PROBLEM TO WORK ON:
For the entries below, state how many lines contain the word "target" and add nothing else.

[Opening INPUT DATA section]

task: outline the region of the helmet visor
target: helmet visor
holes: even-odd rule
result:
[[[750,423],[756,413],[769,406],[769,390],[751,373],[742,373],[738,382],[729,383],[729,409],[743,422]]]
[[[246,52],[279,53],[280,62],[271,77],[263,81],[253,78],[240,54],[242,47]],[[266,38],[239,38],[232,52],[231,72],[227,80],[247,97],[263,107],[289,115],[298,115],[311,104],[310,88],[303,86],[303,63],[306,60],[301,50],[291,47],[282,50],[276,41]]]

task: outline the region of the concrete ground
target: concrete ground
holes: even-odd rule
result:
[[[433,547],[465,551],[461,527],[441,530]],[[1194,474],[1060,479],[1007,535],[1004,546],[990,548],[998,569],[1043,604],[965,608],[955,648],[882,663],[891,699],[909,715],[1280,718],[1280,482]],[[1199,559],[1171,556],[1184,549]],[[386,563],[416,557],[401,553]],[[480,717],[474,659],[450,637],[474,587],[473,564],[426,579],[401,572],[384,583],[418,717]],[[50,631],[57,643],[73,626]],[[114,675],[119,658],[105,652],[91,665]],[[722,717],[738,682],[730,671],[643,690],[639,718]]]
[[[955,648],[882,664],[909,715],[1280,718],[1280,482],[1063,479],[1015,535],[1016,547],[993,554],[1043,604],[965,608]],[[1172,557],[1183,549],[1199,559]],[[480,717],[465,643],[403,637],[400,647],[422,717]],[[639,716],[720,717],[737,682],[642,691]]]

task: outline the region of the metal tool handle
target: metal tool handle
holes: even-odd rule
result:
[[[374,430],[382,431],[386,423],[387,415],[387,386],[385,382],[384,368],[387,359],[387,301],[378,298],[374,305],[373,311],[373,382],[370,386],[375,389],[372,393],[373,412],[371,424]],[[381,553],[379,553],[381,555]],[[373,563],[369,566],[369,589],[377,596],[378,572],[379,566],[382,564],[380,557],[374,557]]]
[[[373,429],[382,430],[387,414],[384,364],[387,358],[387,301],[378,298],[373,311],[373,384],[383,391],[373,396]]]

[Closing INPUT DATA section]

SOLUTION BELOW:
3